Copy out every one of the items that follow, word for word and line for line, without changing anything.

◇ ◇ ◇

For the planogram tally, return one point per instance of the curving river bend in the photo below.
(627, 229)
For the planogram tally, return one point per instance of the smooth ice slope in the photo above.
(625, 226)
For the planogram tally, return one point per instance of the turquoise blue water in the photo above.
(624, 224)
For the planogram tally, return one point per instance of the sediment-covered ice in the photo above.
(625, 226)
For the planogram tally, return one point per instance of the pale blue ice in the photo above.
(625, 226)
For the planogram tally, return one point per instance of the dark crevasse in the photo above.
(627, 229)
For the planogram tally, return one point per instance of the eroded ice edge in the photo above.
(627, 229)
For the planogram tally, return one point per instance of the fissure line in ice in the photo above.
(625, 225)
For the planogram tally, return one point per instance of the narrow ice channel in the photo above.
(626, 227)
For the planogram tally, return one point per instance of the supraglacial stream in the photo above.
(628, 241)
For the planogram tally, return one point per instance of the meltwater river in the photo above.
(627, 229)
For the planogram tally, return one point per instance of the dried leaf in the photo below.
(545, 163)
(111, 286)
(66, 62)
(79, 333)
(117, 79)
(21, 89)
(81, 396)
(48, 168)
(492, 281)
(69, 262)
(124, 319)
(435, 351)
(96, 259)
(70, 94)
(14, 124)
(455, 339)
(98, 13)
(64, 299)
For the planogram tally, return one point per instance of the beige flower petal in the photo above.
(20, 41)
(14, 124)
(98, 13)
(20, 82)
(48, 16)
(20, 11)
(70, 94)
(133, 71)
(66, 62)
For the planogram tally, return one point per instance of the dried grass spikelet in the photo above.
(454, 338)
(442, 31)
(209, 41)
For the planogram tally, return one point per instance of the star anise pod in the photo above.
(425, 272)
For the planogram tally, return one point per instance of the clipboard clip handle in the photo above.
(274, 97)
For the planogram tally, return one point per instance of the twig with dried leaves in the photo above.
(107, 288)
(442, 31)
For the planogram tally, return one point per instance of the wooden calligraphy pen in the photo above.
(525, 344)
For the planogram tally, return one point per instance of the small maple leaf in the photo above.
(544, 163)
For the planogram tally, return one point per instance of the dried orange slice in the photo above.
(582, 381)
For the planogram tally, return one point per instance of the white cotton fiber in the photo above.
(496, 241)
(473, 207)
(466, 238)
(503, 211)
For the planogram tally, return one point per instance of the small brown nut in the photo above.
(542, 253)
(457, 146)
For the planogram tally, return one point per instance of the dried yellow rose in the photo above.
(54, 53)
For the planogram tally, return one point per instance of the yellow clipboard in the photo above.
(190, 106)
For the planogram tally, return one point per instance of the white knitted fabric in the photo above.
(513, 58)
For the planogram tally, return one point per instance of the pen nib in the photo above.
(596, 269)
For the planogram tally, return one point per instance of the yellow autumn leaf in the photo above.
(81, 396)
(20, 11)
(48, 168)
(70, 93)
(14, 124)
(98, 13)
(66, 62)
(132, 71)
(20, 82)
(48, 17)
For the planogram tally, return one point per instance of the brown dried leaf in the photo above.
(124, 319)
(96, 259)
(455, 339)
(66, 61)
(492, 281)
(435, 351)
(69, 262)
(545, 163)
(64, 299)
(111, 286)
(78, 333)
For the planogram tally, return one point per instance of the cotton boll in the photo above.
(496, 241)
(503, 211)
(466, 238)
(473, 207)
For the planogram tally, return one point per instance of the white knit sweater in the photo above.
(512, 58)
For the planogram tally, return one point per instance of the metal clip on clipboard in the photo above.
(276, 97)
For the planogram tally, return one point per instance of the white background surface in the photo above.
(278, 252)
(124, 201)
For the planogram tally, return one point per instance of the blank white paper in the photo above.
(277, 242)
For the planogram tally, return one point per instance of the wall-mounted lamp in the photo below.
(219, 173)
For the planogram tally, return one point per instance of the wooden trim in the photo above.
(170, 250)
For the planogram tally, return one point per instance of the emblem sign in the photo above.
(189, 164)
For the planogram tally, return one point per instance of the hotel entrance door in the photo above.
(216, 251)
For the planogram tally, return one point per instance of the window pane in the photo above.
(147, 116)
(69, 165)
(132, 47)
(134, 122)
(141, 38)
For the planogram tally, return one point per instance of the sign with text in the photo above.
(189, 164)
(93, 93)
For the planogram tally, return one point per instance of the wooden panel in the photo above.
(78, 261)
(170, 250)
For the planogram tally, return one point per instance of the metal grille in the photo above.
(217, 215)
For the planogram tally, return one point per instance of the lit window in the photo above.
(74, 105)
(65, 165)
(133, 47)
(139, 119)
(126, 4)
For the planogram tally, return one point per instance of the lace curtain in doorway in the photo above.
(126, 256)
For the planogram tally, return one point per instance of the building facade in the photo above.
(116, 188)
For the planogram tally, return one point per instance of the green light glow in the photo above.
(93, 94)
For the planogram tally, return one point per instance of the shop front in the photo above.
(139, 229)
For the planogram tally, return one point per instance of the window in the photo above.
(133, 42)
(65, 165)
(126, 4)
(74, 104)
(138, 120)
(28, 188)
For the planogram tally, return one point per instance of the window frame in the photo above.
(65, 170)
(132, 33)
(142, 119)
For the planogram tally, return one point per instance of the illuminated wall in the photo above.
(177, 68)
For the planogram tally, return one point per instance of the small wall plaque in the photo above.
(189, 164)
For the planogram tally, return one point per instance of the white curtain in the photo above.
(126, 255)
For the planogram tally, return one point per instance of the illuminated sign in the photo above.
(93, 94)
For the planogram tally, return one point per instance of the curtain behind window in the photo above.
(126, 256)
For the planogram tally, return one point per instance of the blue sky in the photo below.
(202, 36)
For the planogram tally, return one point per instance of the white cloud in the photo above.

◇ ◇ ◇

[COMPLETE RESPONSE]
For the planogram tally, return one point per instance of the curving river bend in the photo below.
(627, 229)
For the planogram tally, return one point per instance of the smooth ice slope in the photo above.
(625, 226)
For the planogram tally, return one point per instance of the turquoise blue water in the photo above.
(624, 224)
For the planogram tally, return one point per instance of the sediment-covered ice in the photo above.
(625, 226)
For the planogram tally, return one point per instance of the pale blue ice in the photo above.
(625, 226)
For the planogram tally, return one point per instance of the dark crevasse in the photo above.
(627, 229)
For the planogram tally, return one point per instance of the eroded ice edge in the photo above.
(627, 229)
For the planogram tally, return one point per instance of the fissure line in ice in the photo above.
(625, 225)
For the planogram tally, return one point per instance of the narrow ice channel in the photo above.
(626, 227)
For the planogram tally, return one point per instance of the supraglacial stream in the photo above.
(628, 241)
For the planogram tally, return one point per instance of the meltwater river in the photo above.
(627, 229)
For the planogram tally, return one point per instance of the dried leaf in the photo below.
(545, 163)
(111, 286)
(66, 62)
(79, 333)
(117, 79)
(21, 89)
(81, 396)
(48, 168)
(492, 281)
(69, 262)
(124, 319)
(435, 351)
(96, 259)
(70, 94)
(14, 124)
(455, 339)
(98, 13)
(64, 299)
For the planogram tally, return one point per instance of the beige flower petal in the photo above.
(20, 41)
(14, 124)
(98, 13)
(20, 82)
(48, 16)
(20, 11)
(70, 94)
(133, 71)
(66, 62)
For the planogram tally, return one point per instance of the dried grass spikelet in the photo above.
(454, 338)
(442, 31)
(209, 41)
For the planogram tally, return one point per instance of the star anise pod in the photo above.
(425, 272)
For the planogram tally, return one point per instance of the clipboard clip handle in the photo above.
(274, 97)
For the planogram tally, return one point per instance of the twig with dried leaves in the photo above.
(107, 288)
(442, 31)
For the planogram tally, return one point per instance of the wooden calligraphy pen in the photo above.
(525, 344)
For the planogram tally, return one point per instance of the small maple leaf in the photo above.
(544, 163)
For the planogram tally, return one point per instance of the dried orange slice in the photo above.
(582, 381)
For the planogram tally, return one point per instance of the white cotton fiber in the photo above.
(496, 241)
(473, 207)
(466, 238)
(503, 211)
For the planogram tally, return one point per instance of the small brown nut in the photo above.
(542, 253)
(457, 146)
For the planogram tally, return one point per instance of the dried yellow rose in the photo above.
(54, 53)
For the planogram tally, return one point per instance of the yellow clipboard in the photo above.
(190, 106)
For the planogram tally, return one point per instance of the white knitted fabric in the photo above.
(513, 58)
For the planogram tally, return one point per instance of the pen nib in the photo above.
(596, 269)
For the planogram tally, return one point per instance of the yellow autumn leaf in the photo above.
(81, 396)
(20, 11)
(48, 168)
(70, 93)
(14, 124)
(98, 13)
(66, 62)
(132, 71)
(20, 82)
(48, 17)
For the planogram tally, return one point per instance of the brown dried leaf in the photo above.
(124, 319)
(96, 259)
(455, 339)
(66, 61)
(492, 281)
(435, 351)
(69, 262)
(545, 163)
(64, 299)
(111, 286)
(78, 333)
For the planogram tally, return one point per instance of the cotton boll in the photo above.
(496, 241)
(503, 211)
(466, 238)
(473, 207)
For the planogram tally, return one point per instance of the white knit sweater in the photo above.
(512, 58)
For the planogram tally, return one point per instance of the metal clip on clipboard in the photo above.
(276, 97)
For the planogram tally, return one point per instance of the white background surface in the photo above.
(278, 252)
(124, 201)
For the planogram tally, return one point per instance of the blank white paper in the photo above.
(277, 242)
For the planogram tally, return one point per instance of the wall-mounted lamp in the photo below.
(219, 173)
For the planogram tally, return one point per instance of the wooden trim in the photo above.
(170, 250)
For the planogram tally, return one point per instance of the emblem sign in the photo above.
(189, 164)
For the planogram tally, return one point per instance of the hotel entrance door in the photo above.
(216, 251)
For the planogram tally, return one point per instance of the window pane in the photo above.
(147, 116)
(69, 165)
(132, 47)
(134, 122)
(141, 38)
For the planogram tally, return one point per instance of the sign with text in the photo above.
(189, 164)
(93, 93)
For the planogram tally, return one point per instance of the wooden panel in the photo above.
(78, 261)
(170, 250)
For the planogram tally, return one point per instance of the metal grille in the photo above.
(217, 215)
For the planogram tally, return one point per instance of the lit window in the photo above.
(74, 105)
(65, 165)
(133, 47)
(139, 119)
(126, 4)
For the planogram tally, return one point per instance of the lace curtain in doorway in the photo above.
(126, 256)
For the planogram tally, return one point per instance of the building facade in the photo above.
(116, 188)
For the planogram tally, return one point per instance of the green light glow in the photo above.
(93, 94)
For the planogram tally, return one point per instance of the shop front in the photo above.
(139, 229)
For the planogram tally, return one point per instance of the window in the photo above.
(133, 42)
(65, 165)
(126, 4)
(74, 104)
(138, 120)
(28, 188)
For the planogram tally, return one point per instance of the window frame in the photo above.
(65, 170)
(132, 33)
(142, 119)
For the planogram tally, return one point per instance of the illuminated wall in the photo above.
(177, 68)
For the planogram tally, return one point per instance of the small wall plaque in the photo above.
(189, 164)
For the planogram tally, return one point per instance of the white curtain in the photo above.
(126, 255)
For the planogram tally, return one point per instance of the illuminated sign in the photo above.
(93, 94)
For the planogram tally, return one point per instance of the curtain behind window in the photo above.
(126, 256)
For the planogram tally, return one point per instance of the blue sky in the photo below.
(202, 36)
For the planogram tally, return one point per instance of the white cloud in the photo above.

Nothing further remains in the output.